**Given records**
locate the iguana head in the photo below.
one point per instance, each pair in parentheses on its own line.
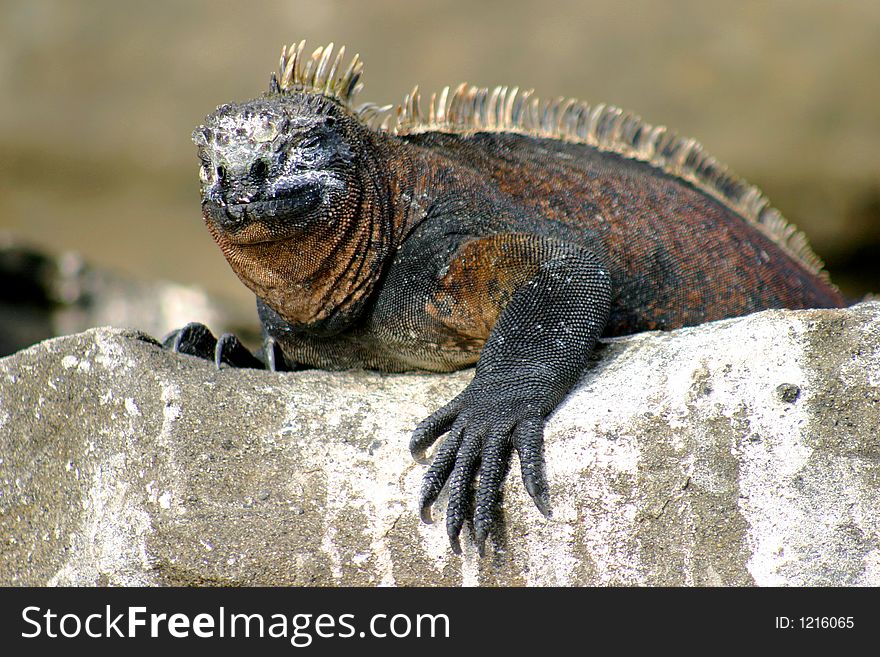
(286,195)
(274,167)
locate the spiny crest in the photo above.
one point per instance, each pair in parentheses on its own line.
(469,109)
(319,73)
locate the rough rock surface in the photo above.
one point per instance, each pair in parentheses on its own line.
(740,452)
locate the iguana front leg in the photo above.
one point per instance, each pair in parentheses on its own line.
(196,339)
(535,352)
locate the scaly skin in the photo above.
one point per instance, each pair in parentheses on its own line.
(435,251)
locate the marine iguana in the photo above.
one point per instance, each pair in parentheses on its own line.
(494,229)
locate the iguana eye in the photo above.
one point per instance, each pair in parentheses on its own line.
(310,142)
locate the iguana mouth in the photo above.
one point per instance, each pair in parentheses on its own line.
(266,220)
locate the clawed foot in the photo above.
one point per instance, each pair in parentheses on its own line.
(196,339)
(482,430)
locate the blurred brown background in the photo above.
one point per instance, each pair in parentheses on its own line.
(99,99)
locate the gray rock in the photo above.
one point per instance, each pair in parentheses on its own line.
(740,452)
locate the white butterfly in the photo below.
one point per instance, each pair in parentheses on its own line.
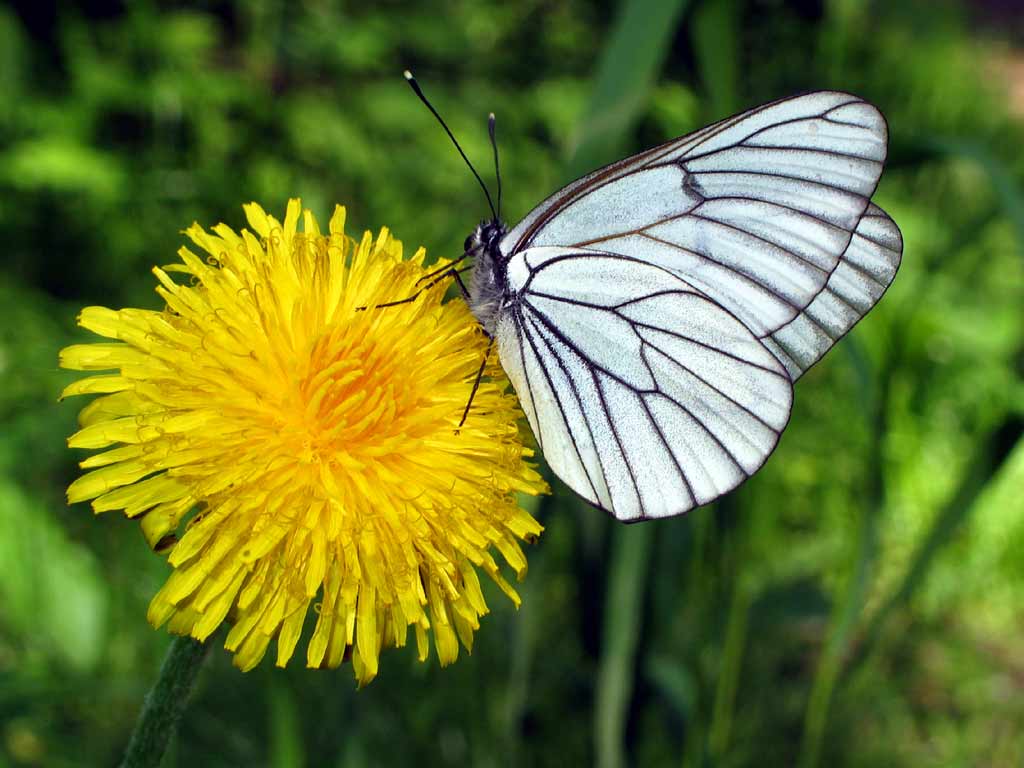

**To do**
Write out every line of the listing above as a JSON array of strings, one string per line, with blank lines and the pictures left out.

**Response below**
[
  "locate the iguana head in the photo below.",
  "one point per instance, each pair in parentheses on its own line.",
  "(286,195)",
  "(274,167)",
  "locate the spiny crest in the photo above.",
  "one point per instance, each pair in parentheses on its own line.",
  "(469,109)",
  "(319,73)",
  "locate the rough rock surface in the photo above.",
  "one point per instance, each pair in parentheses on its own line.",
  "(740,452)",
  "locate the iguana front leg in the photo above.",
  "one point per instance, each pair in parentheses on its own line.",
  "(196,339)",
  "(535,352)",
  "locate the scaly skin in the photo above.",
  "one point per instance, each pair in parentheses on its own line.",
  "(435,251)",
  "locate the marine iguana in the photo above.",
  "one point per instance, each pair in parentheses on its own line.",
  "(494,229)",
  "locate the iguana eye in the photo above.",
  "one point per instance, each pair in parentheses on its own line.",
  "(310,142)",
  "locate the iguana mouth in the photo above.",
  "one point per instance, each pair in parentheses on its own line.",
  "(266,220)",
  "locate the clawed foot in the photo above.",
  "one point per instance, each pair in parentheses on its own line.",
  "(196,339)",
  "(482,430)",
  "locate the blurred brown background in the photo above.",
  "one point per instance, each pair in parentheses on its own line.",
  "(99,99)",
  "locate the gray rock in the photo above.",
  "one point per instance, each pair in parentheses on its own line.",
  "(740,452)",
  "locate the white butterfly in the photo below.",
  "one point per instance, each pair in parentheses on its own line."
]